ACTION ITEM: Give the number of lines in the data that hold the string "shirt". Nothing else is needed.
[Start of Attachment]
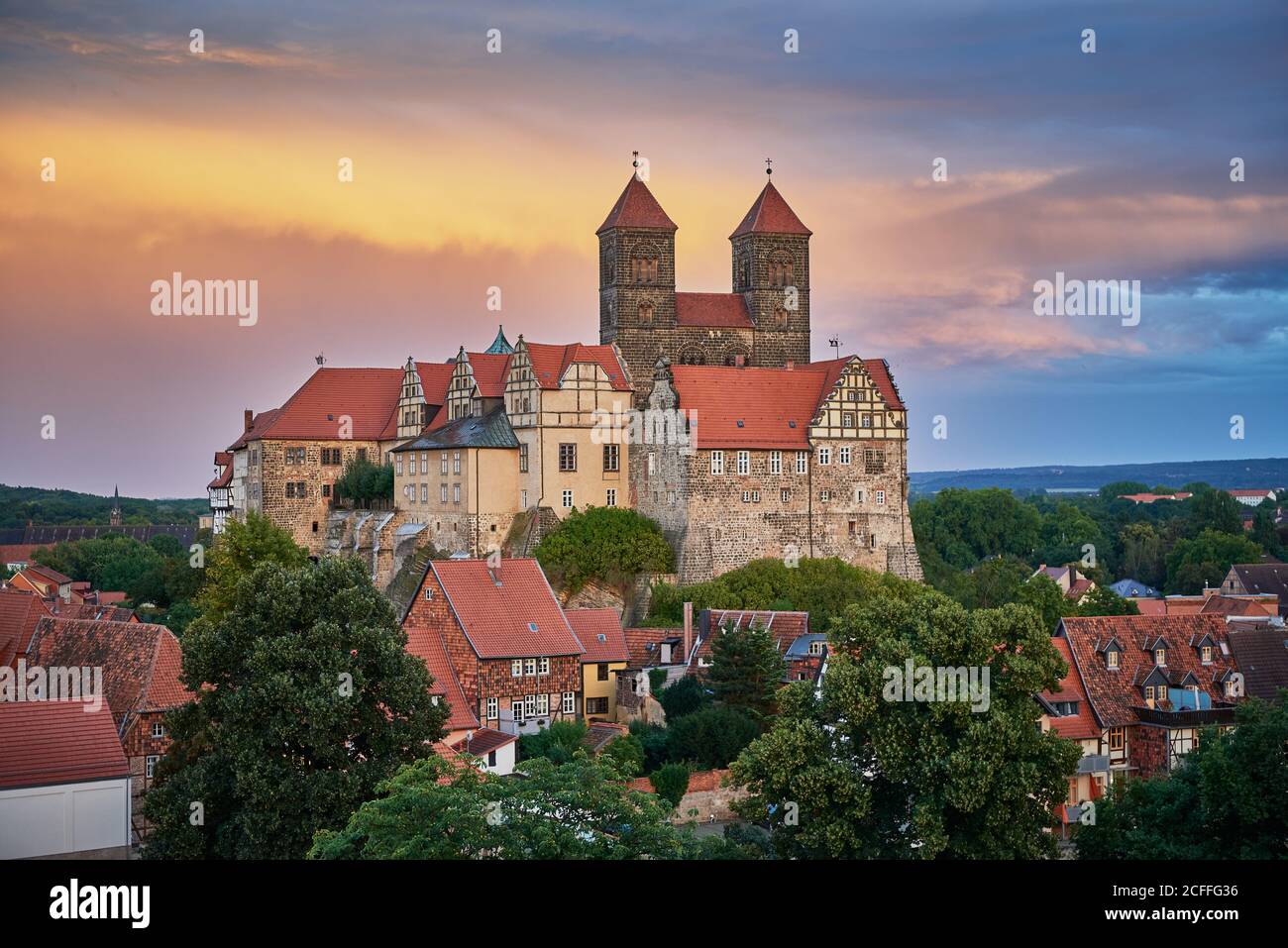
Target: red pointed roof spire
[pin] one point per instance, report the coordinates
(771, 214)
(636, 207)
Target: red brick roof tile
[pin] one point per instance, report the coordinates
(636, 207)
(514, 614)
(771, 214)
(721, 309)
(48, 742)
(589, 626)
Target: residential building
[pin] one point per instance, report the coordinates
(515, 657)
(604, 657)
(64, 782)
(141, 666)
(1153, 683)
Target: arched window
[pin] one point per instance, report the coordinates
(694, 357)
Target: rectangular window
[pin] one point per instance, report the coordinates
(567, 458)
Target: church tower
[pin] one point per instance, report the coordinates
(636, 274)
(771, 269)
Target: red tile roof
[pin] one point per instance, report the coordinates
(774, 406)
(1113, 693)
(428, 646)
(20, 610)
(636, 207)
(600, 635)
(722, 309)
(550, 363)
(771, 214)
(1081, 725)
(141, 662)
(516, 616)
(48, 742)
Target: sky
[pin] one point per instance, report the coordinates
(476, 168)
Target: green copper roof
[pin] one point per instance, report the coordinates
(500, 346)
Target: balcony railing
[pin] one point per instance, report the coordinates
(1186, 717)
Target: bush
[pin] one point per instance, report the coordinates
(610, 545)
(683, 698)
(671, 784)
(713, 737)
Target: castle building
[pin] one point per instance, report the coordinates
(492, 449)
(765, 321)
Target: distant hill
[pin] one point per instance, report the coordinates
(1267, 472)
(20, 505)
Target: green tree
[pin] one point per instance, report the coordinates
(671, 782)
(889, 779)
(558, 742)
(1225, 800)
(746, 670)
(576, 810)
(683, 698)
(610, 545)
(712, 737)
(308, 700)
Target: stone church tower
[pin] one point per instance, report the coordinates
(763, 322)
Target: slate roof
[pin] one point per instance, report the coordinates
(1261, 656)
(50, 742)
(490, 430)
(1113, 694)
(141, 661)
(771, 214)
(600, 635)
(513, 614)
(636, 207)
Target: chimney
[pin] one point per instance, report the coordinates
(688, 630)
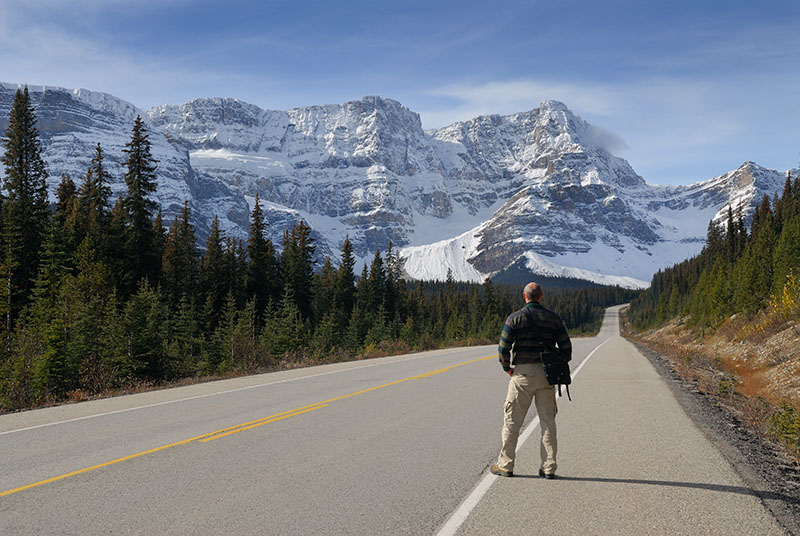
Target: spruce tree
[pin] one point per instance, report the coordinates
(213, 286)
(298, 266)
(344, 295)
(25, 208)
(140, 179)
(179, 268)
(260, 277)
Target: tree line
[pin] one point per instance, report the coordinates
(737, 272)
(98, 294)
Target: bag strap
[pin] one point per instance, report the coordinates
(530, 322)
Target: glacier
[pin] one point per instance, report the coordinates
(534, 190)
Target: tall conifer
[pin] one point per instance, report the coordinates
(25, 208)
(140, 179)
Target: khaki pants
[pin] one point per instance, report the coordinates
(527, 384)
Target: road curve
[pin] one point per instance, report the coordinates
(385, 446)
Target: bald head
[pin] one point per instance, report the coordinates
(532, 292)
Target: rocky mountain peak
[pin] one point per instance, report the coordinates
(538, 190)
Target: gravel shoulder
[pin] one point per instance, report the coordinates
(773, 478)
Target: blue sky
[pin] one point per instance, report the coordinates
(690, 90)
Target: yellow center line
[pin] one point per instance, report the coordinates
(210, 436)
(242, 429)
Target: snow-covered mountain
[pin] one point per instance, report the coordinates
(534, 191)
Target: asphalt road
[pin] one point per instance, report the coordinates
(385, 446)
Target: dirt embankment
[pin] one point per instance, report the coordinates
(734, 383)
(751, 366)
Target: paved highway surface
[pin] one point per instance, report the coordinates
(398, 445)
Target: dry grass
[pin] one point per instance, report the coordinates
(750, 364)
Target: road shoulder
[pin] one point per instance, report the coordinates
(774, 480)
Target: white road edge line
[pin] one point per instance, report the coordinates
(210, 394)
(472, 500)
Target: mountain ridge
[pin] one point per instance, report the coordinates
(537, 187)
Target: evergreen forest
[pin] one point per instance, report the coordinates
(737, 272)
(100, 295)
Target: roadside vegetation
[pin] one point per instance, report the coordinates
(100, 296)
(729, 318)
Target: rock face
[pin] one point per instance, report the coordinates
(533, 190)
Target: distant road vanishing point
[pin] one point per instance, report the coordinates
(398, 445)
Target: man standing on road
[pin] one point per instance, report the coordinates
(526, 333)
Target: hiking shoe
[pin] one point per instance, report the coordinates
(550, 476)
(499, 472)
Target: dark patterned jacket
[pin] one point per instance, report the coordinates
(526, 340)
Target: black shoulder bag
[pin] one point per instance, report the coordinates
(555, 368)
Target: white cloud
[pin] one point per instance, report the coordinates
(672, 130)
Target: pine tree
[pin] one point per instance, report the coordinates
(213, 286)
(344, 295)
(25, 208)
(92, 210)
(298, 266)
(140, 179)
(179, 265)
(260, 277)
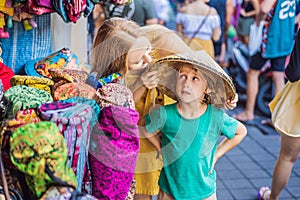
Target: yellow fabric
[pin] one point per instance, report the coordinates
(285, 109)
(2, 22)
(148, 167)
(8, 11)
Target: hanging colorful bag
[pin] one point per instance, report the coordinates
(39, 151)
(114, 94)
(32, 81)
(63, 58)
(5, 75)
(113, 152)
(73, 121)
(22, 97)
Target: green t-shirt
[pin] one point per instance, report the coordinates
(189, 146)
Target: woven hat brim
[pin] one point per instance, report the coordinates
(223, 87)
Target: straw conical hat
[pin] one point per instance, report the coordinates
(219, 82)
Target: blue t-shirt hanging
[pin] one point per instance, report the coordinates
(278, 36)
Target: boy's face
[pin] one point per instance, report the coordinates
(138, 56)
(190, 85)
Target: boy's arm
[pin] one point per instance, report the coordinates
(228, 144)
(152, 137)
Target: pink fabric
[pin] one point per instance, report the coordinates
(114, 148)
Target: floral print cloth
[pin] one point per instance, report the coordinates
(39, 151)
(73, 121)
(113, 152)
(22, 97)
(32, 81)
(114, 94)
(23, 117)
(69, 90)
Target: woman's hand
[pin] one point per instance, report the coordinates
(231, 104)
(149, 79)
(243, 13)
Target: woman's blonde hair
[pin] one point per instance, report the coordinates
(113, 40)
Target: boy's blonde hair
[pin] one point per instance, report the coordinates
(112, 43)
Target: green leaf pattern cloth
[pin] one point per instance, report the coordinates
(36, 148)
(22, 97)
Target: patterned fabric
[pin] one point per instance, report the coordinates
(32, 81)
(114, 94)
(11, 172)
(39, 151)
(113, 152)
(22, 97)
(3, 107)
(113, 78)
(71, 75)
(131, 192)
(91, 102)
(33, 44)
(62, 76)
(57, 193)
(69, 90)
(73, 121)
(5, 76)
(23, 117)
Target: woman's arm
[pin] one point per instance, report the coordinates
(293, 69)
(148, 80)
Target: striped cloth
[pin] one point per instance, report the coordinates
(73, 121)
(23, 46)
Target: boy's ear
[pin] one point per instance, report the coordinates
(207, 91)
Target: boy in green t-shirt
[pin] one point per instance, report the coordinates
(191, 129)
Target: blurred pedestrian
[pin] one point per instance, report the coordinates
(225, 11)
(144, 12)
(279, 20)
(200, 23)
(247, 15)
(163, 11)
(290, 139)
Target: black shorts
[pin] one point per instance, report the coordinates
(277, 64)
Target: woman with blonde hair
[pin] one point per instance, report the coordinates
(200, 23)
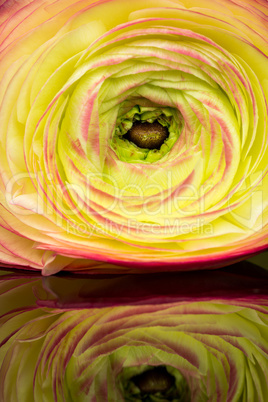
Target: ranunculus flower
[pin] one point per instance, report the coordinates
(196, 347)
(133, 133)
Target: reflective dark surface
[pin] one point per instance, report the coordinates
(151, 337)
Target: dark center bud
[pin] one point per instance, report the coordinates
(155, 380)
(147, 135)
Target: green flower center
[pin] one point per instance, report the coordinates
(153, 384)
(147, 135)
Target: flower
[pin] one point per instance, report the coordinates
(133, 133)
(197, 348)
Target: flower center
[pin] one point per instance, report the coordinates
(147, 135)
(154, 380)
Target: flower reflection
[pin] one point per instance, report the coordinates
(173, 337)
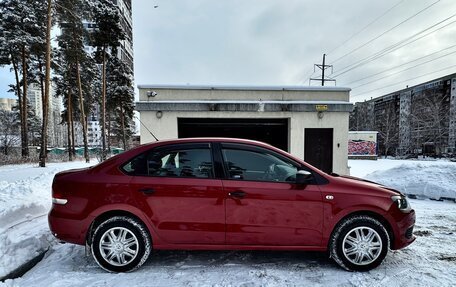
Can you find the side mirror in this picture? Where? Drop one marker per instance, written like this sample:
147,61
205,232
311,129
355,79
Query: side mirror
303,177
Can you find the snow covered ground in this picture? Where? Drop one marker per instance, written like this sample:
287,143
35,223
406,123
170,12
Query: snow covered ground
430,261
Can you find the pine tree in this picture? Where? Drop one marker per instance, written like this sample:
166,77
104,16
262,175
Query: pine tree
22,26
72,53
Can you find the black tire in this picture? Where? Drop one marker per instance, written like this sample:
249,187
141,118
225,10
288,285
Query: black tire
359,243
121,244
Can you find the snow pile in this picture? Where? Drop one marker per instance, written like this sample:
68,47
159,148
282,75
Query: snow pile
436,180
25,199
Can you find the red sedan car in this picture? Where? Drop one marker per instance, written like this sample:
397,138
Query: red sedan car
217,193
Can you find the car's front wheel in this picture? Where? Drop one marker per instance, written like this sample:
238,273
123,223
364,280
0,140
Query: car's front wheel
359,243
120,244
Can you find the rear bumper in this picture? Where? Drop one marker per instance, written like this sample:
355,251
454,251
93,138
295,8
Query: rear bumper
404,233
68,229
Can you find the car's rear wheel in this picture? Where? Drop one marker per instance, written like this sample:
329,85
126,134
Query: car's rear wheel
121,244
359,243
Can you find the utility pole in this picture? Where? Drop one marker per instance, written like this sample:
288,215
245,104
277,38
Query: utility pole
323,67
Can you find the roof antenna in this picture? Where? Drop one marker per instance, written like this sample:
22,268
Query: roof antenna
146,128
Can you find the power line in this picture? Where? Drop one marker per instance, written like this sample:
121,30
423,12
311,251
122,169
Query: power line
394,47
387,31
406,63
367,26
411,79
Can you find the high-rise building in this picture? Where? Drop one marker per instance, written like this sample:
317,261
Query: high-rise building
7,104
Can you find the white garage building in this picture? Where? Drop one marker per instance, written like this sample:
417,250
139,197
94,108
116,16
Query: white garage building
309,122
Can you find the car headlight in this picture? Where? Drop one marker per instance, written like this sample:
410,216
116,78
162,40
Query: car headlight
402,203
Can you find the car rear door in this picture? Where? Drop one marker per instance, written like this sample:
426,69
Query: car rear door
176,187
264,206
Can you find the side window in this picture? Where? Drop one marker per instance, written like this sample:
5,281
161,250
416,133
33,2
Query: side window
258,166
173,163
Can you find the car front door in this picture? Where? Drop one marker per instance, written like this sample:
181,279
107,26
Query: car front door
177,189
264,205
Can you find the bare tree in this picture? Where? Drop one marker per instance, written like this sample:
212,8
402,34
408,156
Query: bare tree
9,130
388,128
430,115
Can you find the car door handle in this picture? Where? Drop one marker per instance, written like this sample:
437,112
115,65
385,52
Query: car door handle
237,194
147,190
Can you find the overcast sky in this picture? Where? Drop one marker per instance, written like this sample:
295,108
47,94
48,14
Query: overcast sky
276,42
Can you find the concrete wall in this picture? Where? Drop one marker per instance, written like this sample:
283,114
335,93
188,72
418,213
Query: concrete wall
299,108
265,94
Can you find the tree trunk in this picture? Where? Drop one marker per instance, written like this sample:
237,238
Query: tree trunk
73,149
19,96
83,117
103,107
108,138
24,111
122,126
47,80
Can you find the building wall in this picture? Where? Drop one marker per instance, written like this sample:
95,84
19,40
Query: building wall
452,120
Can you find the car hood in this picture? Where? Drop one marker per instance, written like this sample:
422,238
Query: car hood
71,171
365,184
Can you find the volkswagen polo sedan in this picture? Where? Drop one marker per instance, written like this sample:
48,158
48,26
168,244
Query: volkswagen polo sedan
224,194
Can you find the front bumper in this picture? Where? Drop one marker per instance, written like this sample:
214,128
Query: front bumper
68,229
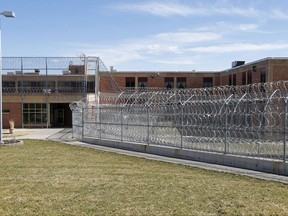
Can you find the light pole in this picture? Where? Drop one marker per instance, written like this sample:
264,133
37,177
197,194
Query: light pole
9,14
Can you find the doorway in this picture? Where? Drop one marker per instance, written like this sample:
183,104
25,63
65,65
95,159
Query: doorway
60,115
[End of Attachment]
TASK SOLUTION: 3